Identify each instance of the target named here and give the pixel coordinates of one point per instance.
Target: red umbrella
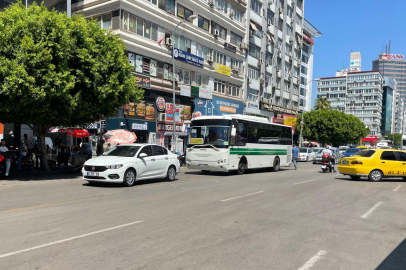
(120, 136)
(78, 133)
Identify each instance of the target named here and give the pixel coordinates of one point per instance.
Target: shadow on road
(396, 260)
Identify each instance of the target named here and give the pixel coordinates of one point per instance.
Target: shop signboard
(185, 90)
(217, 107)
(140, 110)
(188, 58)
(222, 69)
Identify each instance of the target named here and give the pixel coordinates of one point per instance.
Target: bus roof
(240, 116)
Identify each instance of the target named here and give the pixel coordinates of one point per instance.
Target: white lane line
(241, 196)
(305, 182)
(367, 214)
(313, 260)
(67, 239)
(396, 189)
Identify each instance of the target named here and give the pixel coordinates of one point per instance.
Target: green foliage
(331, 126)
(395, 138)
(322, 104)
(60, 71)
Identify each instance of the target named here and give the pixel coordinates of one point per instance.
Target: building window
(219, 86)
(183, 12)
(254, 51)
(222, 30)
(203, 23)
(235, 39)
(256, 6)
(219, 58)
(253, 73)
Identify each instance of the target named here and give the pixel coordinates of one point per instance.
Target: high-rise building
(393, 65)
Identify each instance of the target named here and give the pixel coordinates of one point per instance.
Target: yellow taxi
(374, 164)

______________________________

Output the material word for word, and keep the pictures out.

Identify each instance of the target named here and give the pixel coordinates of one point per instance.
Target: red umbrella
(120, 136)
(78, 133)
Identify each instance of the target named here and give the pixel coordinates of one point per instance.
Target: shadow on road
(396, 260)
Identify each instance of the target named here and give the pixel coordinates of one point per instance.
Target: shop signboard
(185, 90)
(217, 107)
(140, 110)
(188, 58)
(222, 69)
Identify each instance of the target named here and give the pixel coordinates of one point per instance.
Target: bus roof
(240, 116)
Identify each instance of the target named here and give the pixel coordinates of one point per instance.
Target: white lane line
(241, 196)
(305, 182)
(367, 214)
(313, 260)
(67, 239)
(396, 189)
Identify each instance of the target named here and give the pixel coordinates of one point per instance.
Target: green foliage
(331, 126)
(395, 138)
(322, 104)
(60, 71)
Identify each instance of the target named here and give the pixel coordinates of one point per instance.
Target: building window
(219, 86)
(183, 12)
(254, 51)
(222, 30)
(203, 23)
(235, 39)
(256, 6)
(219, 58)
(253, 73)
Identify each instance of the target named here and give the pixel coordinates of one point per instance.
Target: high-rise building
(393, 65)
Identify each instance of the target named here and give the pixel coordinates of one point per instance.
Target: yellow taxi
(374, 164)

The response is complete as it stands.